From the entries, copy every line that carries the string "below".

* * *

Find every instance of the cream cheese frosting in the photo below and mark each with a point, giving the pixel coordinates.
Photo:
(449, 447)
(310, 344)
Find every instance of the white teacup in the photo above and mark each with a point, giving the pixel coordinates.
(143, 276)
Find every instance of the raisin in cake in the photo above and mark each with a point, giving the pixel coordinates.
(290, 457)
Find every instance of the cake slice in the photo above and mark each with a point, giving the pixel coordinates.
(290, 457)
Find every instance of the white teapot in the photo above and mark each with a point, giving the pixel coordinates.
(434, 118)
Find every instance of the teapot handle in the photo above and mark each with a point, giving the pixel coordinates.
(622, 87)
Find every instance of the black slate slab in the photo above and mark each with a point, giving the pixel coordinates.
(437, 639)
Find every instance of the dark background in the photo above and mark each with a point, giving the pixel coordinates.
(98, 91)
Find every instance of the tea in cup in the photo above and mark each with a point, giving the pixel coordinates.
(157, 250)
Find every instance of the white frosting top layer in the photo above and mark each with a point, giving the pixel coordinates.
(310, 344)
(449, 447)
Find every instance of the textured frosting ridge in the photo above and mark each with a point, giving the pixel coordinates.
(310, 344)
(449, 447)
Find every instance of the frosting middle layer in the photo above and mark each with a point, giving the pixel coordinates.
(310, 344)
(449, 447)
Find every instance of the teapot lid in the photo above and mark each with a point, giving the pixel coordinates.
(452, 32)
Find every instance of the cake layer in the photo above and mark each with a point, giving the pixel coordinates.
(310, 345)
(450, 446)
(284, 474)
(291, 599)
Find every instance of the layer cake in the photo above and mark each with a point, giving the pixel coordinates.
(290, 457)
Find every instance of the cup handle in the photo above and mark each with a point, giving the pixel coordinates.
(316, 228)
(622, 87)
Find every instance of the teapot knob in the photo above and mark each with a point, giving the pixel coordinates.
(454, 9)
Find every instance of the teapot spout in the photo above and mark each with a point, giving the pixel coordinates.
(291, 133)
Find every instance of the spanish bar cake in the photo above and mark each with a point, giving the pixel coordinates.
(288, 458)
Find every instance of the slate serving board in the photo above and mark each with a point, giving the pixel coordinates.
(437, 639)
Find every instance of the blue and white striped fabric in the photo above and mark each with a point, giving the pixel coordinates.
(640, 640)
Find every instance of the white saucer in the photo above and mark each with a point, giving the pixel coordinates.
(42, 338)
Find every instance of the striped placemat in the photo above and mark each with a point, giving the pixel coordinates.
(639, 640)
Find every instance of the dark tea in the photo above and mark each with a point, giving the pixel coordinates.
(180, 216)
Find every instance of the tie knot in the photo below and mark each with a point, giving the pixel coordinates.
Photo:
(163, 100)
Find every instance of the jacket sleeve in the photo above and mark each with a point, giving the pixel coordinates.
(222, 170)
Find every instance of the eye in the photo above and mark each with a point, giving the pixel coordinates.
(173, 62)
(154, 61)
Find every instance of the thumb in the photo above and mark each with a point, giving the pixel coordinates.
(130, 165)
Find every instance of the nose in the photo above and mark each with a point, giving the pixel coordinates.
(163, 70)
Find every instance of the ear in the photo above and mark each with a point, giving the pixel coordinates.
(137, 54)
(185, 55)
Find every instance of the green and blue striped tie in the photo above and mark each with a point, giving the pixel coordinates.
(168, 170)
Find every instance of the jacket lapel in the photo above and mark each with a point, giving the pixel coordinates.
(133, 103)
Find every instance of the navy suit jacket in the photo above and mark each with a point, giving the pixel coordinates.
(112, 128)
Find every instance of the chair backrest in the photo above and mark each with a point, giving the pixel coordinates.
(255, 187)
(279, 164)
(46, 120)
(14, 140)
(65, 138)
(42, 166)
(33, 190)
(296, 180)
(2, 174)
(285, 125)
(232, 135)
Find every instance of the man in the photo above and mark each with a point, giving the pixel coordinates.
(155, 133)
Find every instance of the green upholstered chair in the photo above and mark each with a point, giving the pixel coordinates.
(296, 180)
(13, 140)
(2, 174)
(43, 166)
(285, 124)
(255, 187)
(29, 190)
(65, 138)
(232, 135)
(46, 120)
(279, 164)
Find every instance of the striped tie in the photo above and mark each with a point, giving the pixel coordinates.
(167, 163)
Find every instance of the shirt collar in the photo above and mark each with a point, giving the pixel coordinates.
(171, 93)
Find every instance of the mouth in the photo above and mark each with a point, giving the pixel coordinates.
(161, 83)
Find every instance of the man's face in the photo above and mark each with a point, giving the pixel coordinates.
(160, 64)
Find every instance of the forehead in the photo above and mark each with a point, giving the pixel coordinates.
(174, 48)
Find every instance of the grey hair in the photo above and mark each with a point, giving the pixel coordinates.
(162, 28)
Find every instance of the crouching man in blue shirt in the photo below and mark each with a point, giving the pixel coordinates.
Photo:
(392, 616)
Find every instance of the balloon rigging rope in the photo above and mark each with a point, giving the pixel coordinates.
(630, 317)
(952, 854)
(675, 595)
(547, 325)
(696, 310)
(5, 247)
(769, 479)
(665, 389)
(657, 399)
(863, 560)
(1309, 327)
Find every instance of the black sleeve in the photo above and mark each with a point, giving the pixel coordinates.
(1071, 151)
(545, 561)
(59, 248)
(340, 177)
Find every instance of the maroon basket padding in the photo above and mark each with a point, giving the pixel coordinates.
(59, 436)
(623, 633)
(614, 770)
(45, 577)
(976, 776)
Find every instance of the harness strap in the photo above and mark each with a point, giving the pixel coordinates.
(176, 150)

* * *

Completed exercise:
Find every instance of the cream cheese frosting in the photo below and mark each with a point, giving the pixel coordinates.
Find every instance of the tie knot in the photo below and mark each with a point, giving the pixel coordinates.
Find every instance of the crouching man in blue shirt in the photo below and mark each with a point, giving the pixel coordinates.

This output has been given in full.